- _AIM_: Print the material below word for word, from its first line through the line that contains "[229,39,239,53]", and leave the pictures out.

### PROVIDED ENTRIES

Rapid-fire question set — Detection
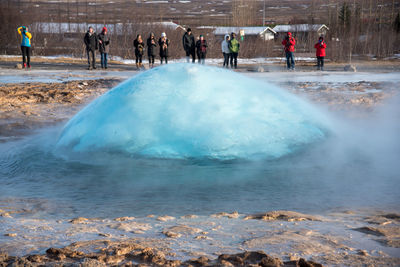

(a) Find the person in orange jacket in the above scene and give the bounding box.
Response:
[282,32,296,70]
[17,26,32,69]
[314,36,326,70]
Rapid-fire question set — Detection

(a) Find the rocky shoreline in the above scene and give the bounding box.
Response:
[0,66,400,267]
[0,210,400,267]
[0,248,323,267]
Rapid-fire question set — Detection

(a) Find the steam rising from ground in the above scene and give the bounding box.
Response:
[58,64,329,159]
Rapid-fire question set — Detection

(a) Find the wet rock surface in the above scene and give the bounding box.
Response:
[0,242,323,267]
[244,210,322,222]
[281,81,398,111]
[0,79,120,141]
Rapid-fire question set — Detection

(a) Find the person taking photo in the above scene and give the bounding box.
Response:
[17,26,32,69]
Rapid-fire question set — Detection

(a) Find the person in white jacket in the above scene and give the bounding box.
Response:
[221,34,231,68]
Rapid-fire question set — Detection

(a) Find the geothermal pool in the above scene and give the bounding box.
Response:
[0,64,400,219]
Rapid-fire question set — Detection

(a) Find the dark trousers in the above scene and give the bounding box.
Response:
[223,53,231,67]
[101,53,108,68]
[197,52,206,65]
[136,54,143,64]
[21,46,31,67]
[185,50,196,63]
[286,51,294,70]
[317,57,325,70]
[148,55,154,65]
[230,52,238,69]
[161,56,168,64]
[86,49,96,68]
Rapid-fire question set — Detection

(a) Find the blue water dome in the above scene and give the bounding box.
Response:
[57,64,329,160]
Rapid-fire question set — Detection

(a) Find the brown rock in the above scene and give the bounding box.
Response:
[0,253,8,263]
[211,211,239,219]
[183,256,210,267]
[27,254,45,263]
[297,258,323,267]
[4,233,17,237]
[259,256,283,267]
[344,65,357,72]
[353,226,385,236]
[69,217,89,224]
[244,210,321,222]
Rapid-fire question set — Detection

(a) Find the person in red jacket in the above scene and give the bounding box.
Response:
[314,36,326,70]
[282,32,296,70]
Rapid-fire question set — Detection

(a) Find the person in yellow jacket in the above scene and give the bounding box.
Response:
[17,26,32,69]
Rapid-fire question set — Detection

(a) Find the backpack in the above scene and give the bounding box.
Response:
[229,39,239,53]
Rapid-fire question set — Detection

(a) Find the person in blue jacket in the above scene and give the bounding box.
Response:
[17,26,32,69]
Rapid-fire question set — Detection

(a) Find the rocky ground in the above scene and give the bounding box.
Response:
[0,79,120,141]
[0,210,400,267]
[0,59,400,266]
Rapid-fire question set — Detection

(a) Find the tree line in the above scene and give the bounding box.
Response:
[0,0,400,61]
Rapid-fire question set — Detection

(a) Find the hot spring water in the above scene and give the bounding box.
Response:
[0,64,400,221]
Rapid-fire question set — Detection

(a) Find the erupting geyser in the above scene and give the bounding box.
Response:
[57,64,328,159]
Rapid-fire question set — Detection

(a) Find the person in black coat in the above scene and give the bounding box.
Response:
[158,32,170,64]
[182,28,196,63]
[98,27,110,69]
[147,33,157,68]
[133,34,144,69]
[196,35,207,64]
[83,27,99,70]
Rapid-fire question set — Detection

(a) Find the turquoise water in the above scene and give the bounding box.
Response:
[57,64,330,160]
[0,123,400,218]
[0,64,400,219]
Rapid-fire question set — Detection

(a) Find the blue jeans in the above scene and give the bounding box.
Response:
[101,53,108,68]
[286,51,294,70]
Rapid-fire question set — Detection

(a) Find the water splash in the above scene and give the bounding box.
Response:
[57,64,329,159]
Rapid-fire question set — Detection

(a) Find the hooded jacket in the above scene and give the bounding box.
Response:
[147,36,157,57]
[314,40,326,57]
[229,38,240,53]
[17,26,32,47]
[83,31,99,51]
[133,38,144,56]
[182,32,196,51]
[158,37,169,57]
[282,32,296,52]
[196,40,208,55]
[221,34,231,54]
[99,31,110,54]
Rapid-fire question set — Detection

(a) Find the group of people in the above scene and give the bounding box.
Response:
[221,32,240,69]
[282,32,326,70]
[83,27,170,70]
[133,32,170,69]
[182,28,208,64]
[17,26,326,70]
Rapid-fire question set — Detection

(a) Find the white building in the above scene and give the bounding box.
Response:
[213,27,276,41]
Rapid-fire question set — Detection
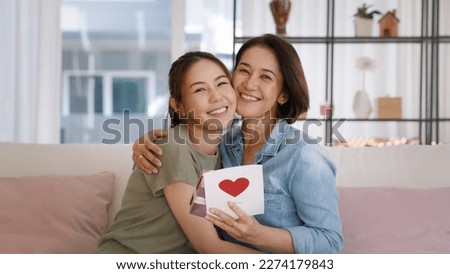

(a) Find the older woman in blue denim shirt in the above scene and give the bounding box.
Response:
[211,120,342,253]
[203,35,343,253]
[133,34,343,253]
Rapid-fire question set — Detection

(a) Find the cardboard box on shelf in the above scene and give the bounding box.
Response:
[377,97,402,119]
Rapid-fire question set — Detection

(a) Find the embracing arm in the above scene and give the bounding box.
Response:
[131,129,167,174]
[164,181,260,254]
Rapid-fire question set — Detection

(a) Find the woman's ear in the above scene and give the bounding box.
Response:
[277,92,289,105]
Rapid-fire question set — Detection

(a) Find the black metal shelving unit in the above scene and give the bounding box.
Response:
[233,0,450,146]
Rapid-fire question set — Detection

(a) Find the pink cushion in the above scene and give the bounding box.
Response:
[338,187,450,254]
[0,172,115,253]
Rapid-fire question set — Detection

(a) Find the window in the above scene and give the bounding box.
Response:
[61,0,233,143]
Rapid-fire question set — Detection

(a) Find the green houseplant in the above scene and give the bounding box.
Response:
[353,3,381,36]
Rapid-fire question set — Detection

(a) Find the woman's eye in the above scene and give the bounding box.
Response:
[261,75,272,80]
[239,69,249,74]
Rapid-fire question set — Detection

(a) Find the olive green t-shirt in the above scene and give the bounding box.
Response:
[97,125,220,254]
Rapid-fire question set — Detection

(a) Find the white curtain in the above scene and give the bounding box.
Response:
[0,0,61,143]
[237,0,450,142]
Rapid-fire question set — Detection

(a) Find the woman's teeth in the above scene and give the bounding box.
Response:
[209,107,227,114]
[241,93,259,101]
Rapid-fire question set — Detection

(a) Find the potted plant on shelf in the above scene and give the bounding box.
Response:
[354,3,381,37]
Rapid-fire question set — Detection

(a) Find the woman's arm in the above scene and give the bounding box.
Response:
[163,181,260,254]
[131,129,167,174]
[206,202,295,254]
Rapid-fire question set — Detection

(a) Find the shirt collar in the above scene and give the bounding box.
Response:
[260,120,290,156]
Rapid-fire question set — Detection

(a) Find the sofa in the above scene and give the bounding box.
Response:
[0,143,450,254]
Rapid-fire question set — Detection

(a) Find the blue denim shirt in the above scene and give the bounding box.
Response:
[220,120,343,253]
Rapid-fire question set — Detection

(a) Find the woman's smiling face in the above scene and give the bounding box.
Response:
[233,46,286,119]
[179,60,236,130]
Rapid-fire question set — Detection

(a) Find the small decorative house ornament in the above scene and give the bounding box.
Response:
[353,3,381,37]
[378,9,400,37]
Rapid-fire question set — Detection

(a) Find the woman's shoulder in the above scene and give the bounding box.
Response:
[154,126,190,158]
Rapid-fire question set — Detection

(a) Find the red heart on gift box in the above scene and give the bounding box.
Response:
[219,177,250,197]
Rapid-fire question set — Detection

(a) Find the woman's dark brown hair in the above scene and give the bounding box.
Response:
[169,51,231,127]
[234,34,309,123]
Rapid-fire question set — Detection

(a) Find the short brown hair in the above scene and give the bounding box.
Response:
[234,34,309,123]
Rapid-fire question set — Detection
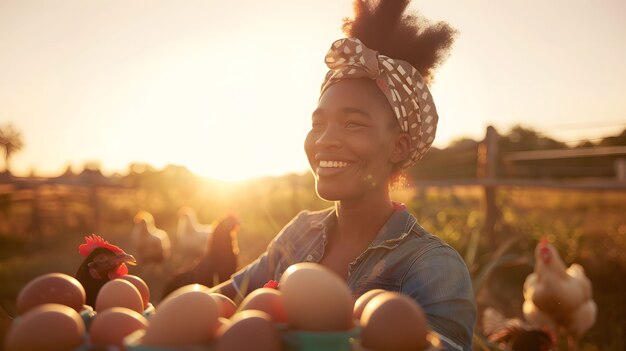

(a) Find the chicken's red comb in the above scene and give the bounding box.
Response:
[78,234,124,256]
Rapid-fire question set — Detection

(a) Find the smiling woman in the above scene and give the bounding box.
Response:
[208,0,476,350]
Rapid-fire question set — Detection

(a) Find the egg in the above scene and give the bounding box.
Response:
[5,304,85,351]
[142,289,219,347]
[280,262,354,332]
[211,293,237,318]
[215,310,282,351]
[117,274,150,310]
[96,279,144,313]
[89,307,148,350]
[16,273,86,315]
[361,292,430,351]
[160,284,211,304]
[352,289,387,320]
[239,288,287,323]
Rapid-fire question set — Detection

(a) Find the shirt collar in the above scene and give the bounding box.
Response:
[311,202,416,248]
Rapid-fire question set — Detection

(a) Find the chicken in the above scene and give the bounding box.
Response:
[131,211,171,263]
[522,239,597,339]
[162,215,239,297]
[482,307,556,351]
[74,234,136,307]
[176,207,213,258]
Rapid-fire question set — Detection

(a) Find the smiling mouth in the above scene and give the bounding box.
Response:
[318,161,349,168]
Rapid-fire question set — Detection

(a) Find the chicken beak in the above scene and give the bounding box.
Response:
[115,251,137,266]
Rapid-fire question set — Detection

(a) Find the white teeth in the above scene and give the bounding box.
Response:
[320,161,348,168]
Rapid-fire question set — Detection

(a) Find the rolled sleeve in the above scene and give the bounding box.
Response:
[403,246,476,350]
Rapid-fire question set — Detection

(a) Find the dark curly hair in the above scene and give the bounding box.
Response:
[342,0,457,81]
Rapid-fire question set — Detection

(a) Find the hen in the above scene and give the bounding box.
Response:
[162,216,239,297]
[130,211,171,263]
[482,307,555,351]
[74,234,136,307]
[522,239,597,339]
[176,207,213,258]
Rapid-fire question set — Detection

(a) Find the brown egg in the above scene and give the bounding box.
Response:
[361,292,430,351]
[239,288,287,323]
[280,263,354,332]
[159,284,211,305]
[142,289,219,347]
[352,289,387,320]
[118,274,150,310]
[215,317,233,337]
[215,310,282,351]
[96,279,144,313]
[89,307,148,350]
[211,293,237,318]
[16,273,85,315]
[5,304,85,351]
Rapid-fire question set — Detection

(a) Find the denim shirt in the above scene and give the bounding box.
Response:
[232,205,476,350]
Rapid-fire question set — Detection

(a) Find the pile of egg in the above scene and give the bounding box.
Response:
[5,263,439,351]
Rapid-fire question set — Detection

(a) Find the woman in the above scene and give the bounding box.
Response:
[210,0,476,350]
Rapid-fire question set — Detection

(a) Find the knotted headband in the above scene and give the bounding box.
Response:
[320,38,439,168]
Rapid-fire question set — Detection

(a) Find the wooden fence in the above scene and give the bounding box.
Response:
[415,127,626,249]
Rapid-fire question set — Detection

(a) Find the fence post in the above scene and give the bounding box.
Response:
[478,126,498,248]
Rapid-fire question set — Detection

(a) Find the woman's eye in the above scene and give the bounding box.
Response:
[346,122,363,128]
[311,122,324,130]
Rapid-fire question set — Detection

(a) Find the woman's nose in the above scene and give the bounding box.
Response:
[315,126,341,147]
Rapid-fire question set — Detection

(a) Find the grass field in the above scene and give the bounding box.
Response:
[0,183,626,351]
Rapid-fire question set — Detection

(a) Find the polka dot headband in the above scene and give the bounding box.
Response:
[321,38,439,168]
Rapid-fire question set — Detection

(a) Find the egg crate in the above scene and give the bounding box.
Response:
[120,327,360,351]
[117,326,443,351]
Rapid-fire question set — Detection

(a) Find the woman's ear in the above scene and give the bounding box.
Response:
[390,132,411,164]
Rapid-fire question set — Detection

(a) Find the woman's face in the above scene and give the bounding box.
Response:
[304,79,408,201]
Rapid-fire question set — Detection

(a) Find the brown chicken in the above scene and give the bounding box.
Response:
[74,234,136,307]
[522,239,597,339]
[482,307,555,351]
[162,215,239,297]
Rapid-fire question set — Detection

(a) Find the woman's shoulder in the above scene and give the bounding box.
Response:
[289,207,335,226]
[276,208,334,240]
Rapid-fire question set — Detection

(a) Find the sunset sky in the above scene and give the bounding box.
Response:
[0,0,626,180]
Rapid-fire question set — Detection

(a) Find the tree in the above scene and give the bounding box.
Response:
[0,123,24,173]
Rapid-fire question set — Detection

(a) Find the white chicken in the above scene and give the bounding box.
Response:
[176,207,213,257]
[130,211,171,263]
[522,239,597,339]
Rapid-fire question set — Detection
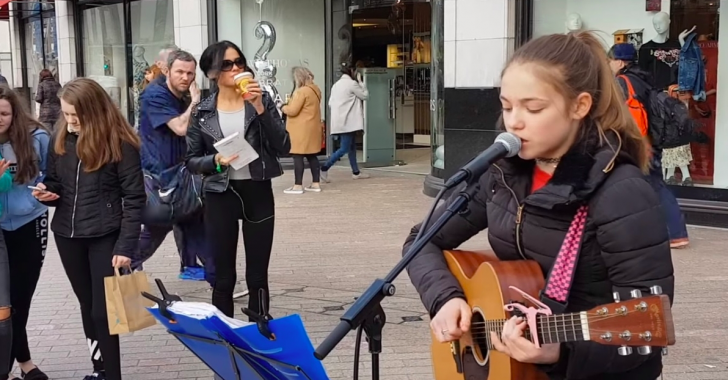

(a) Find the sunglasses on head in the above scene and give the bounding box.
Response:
[220,57,248,71]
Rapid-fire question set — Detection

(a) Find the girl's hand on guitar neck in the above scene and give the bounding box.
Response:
[490,317,561,364]
[430,298,473,343]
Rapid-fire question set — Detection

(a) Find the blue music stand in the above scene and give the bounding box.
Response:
[142,279,329,380]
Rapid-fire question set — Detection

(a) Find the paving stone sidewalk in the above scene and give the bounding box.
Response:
[19,168,728,380]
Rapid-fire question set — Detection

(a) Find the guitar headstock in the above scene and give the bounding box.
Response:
[587,286,675,355]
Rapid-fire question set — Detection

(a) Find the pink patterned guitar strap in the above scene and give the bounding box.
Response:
[541,205,589,314]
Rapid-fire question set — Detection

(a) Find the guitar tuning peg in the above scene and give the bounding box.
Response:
[650,285,662,296]
[637,346,652,355]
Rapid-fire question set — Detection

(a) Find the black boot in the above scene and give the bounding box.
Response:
[0,318,13,379]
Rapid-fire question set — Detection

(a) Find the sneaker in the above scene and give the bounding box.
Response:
[177,267,205,281]
[351,172,369,179]
[670,238,690,249]
[283,187,303,194]
[321,170,331,183]
[20,367,48,380]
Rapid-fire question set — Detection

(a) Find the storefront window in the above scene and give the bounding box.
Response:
[21,1,58,116]
[217,0,326,111]
[82,4,128,115]
[130,0,174,127]
[533,0,728,188]
[82,0,174,125]
[430,0,445,174]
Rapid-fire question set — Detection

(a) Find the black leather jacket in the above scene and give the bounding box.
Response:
[186,92,291,193]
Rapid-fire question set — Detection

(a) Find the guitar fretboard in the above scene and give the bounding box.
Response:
[471,312,589,350]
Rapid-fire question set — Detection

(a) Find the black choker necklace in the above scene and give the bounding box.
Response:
[536,157,561,165]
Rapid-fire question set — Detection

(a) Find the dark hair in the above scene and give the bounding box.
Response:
[0,85,46,184]
[167,49,197,70]
[503,32,649,172]
[200,40,255,80]
[53,78,141,172]
[38,69,53,81]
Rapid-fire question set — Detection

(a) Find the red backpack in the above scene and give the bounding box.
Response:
[619,75,649,137]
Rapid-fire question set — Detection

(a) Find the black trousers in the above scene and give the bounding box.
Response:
[54,231,121,380]
[291,153,321,186]
[205,180,275,317]
[0,231,13,380]
[3,212,48,369]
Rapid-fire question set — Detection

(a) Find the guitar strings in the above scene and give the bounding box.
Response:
[470,310,639,335]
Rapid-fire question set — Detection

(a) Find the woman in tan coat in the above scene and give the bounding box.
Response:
[283,67,323,194]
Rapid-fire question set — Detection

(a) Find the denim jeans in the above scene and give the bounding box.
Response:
[647,153,688,240]
[131,217,215,284]
[321,132,359,174]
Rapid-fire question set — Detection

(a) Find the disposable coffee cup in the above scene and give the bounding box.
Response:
[233,71,253,99]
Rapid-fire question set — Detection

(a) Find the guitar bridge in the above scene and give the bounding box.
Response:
[450,340,463,373]
[503,286,553,347]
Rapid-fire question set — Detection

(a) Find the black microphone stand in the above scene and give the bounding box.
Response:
[314,176,478,380]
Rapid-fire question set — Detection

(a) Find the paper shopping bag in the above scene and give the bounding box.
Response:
[104,268,156,335]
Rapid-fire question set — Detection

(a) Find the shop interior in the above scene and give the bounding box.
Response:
[534,0,728,187]
[351,1,432,174]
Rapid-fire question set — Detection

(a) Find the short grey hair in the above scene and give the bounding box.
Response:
[167,49,197,69]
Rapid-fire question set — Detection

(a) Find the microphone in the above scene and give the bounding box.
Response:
[445,132,521,189]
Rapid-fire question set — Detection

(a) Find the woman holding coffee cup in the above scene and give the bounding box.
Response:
[187,41,291,317]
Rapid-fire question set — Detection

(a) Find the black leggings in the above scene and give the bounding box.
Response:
[3,212,48,372]
[291,153,321,186]
[205,180,275,317]
[54,231,121,380]
[0,231,13,380]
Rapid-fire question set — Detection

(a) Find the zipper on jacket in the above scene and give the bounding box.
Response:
[71,160,81,237]
[493,165,527,260]
[258,125,265,179]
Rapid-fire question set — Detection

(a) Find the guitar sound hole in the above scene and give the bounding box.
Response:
[470,307,490,366]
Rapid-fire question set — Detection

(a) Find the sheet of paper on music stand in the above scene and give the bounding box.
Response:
[214,132,258,170]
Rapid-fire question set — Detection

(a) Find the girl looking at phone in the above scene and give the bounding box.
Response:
[0,86,50,380]
[33,78,147,380]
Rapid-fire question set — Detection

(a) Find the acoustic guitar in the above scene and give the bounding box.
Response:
[431,251,675,380]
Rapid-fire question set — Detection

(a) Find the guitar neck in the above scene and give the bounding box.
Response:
[474,312,589,350]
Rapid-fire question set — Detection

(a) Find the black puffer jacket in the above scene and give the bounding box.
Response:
[43,133,147,257]
[186,92,291,193]
[405,128,674,380]
[617,63,654,110]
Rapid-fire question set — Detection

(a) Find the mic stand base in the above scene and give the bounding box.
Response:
[314,184,478,380]
[361,305,387,380]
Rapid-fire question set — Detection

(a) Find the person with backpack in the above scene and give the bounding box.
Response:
[607,43,692,248]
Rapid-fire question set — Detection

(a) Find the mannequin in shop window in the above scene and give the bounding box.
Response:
[132,46,149,130]
[662,27,705,186]
[639,12,680,90]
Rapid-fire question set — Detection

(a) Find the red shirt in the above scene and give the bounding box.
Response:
[531,166,551,193]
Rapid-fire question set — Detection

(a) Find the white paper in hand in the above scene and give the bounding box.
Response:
[213,132,258,170]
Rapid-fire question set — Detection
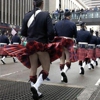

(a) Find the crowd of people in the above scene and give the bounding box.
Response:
[0,0,100,100]
[52,6,100,20]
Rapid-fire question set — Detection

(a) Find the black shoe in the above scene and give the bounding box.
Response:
[13,58,17,63]
[90,64,94,69]
[1,59,6,65]
[95,61,98,66]
[80,67,84,75]
[61,72,68,83]
[31,87,39,100]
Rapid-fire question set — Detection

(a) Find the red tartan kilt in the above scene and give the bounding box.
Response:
[95,48,100,58]
[4,41,62,68]
[87,49,95,59]
[0,47,8,56]
[77,48,87,61]
[69,47,78,62]
[54,36,74,48]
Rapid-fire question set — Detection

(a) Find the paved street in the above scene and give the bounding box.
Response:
[0,58,100,87]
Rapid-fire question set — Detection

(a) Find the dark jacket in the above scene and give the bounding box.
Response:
[97,37,100,45]
[0,35,9,44]
[11,34,21,44]
[89,36,97,45]
[21,10,54,43]
[54,19,77,38]
[76,29,91,43]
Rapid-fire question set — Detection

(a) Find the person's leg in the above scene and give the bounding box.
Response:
[13,57,17,63]
[61,48,71,83]
[29,53,41,98]
[1,56,6,64]
[79,61,84,75]
[31,52,50,100]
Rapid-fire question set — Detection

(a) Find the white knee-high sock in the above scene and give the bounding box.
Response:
[91,60,96,66]
[62,64,69,73]
[87,63,91,69]
[33,74,43,90]
[1,56,6,61]
[82,62,86,68]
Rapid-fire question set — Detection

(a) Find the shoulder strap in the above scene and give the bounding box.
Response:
[27,10,41,28]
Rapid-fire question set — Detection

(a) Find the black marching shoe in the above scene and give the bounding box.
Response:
[80,67,84,75]
[13,58,17,63]
[31,87,43,100]
[95,61,98,66]
[1,59,6,65]
[61,72,68,83]
[90,64,94,69]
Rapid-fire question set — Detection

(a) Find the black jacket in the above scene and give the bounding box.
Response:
[76,29,91,43]
[0,35,9,44]
[21,10,54,43]
[11,34,21,44]
[54,19,77,38]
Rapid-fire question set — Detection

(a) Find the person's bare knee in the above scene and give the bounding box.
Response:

######

- _TASK RESPONSE_:
Rapid-fire question set — Detection

(a) Find the person in orange jacket in the above scene and give the bounding box.
Response:
[282,32,296,70]
[17,26,32,69]
[314,36,326,70]
Rapid-fire question set — Detection

(a) Find the rocky shoreline in the above scene and give the bounding box.
Response:
[0,66,400,267]
[0,210,400,267]
[0,248,323,267]
Rapid-fire question set — Detection

(a) Find the steam rising from ground in the above scene and give the bounding box.
Response:
[58,64,329,159]
Rapid-fire question set — Detection

(a) Find the wet rock surface in the above scene and give the bounding box.
Response:
[0,242,323,267]
[244,210,322,222]
[281,81,398,111]
[0,79,120,141]
Rapid-fire question set — Detection

(a) Find the person taking photo in the above scene and give the bounding box.
Response:
[17,26,32,69]
Rapid-fire question set — Detection

(a) Find the person in white jacket in the above scene and give the bounding box.
Response:
[221,34,231,68]
Rapid-fire question set — Detection

(a) Find the geothermal pool in the above scene and give the bounding box.
Response:
[0,64,400,219]
Rapid-fire question set — Detection

(a) Find the dark trousers in the above scene and give the bounding box.
Response:
[223,53,231,67]
[101,53,108,68]
[197,52,206,65]
[136,54,143,64]
[21,46,31,67]
[185,50,196,63]
[286,51,294,70]
[317,57,325,70]
[148,55,154,65]
[230,52,238,69]
[161,56,168,64]
[86,49,96,68]
Rapid-fire question set — Detection

(a) Find the blue water dome in the above scene and give the bounding box.
Response:
[57,64,329,160]
Rapid-fire question set — Detection

(a) Find the brown rock in the above scene and give the bounding box.
Response:
[0,253,8,263]
[211,211,239,219]
[183,256,210,267]
[27,254,45,263]
[297,258,323,267]
[4,233,17,237]
[259,256,283,267]
[344,65,357,72]
[353,226,385,236]
[69,217,89,224]
[244,210,321,222]
Rapid-fire question set — Detection

(a) Find the person in red jacket in the above scene and give the bounding box.
Response:
[314,36,326,70]
[282,32,296,70]
Rapid-fire question set — Detection

(a) Find the person in yellow jacket in the above scene and give the bounding box.
Response:
[17,26,32,69]
Rapid-fire question set — Detection

(a) Find the backpack in the above scene and give the bounding box.
Response:
[229,39,239,53]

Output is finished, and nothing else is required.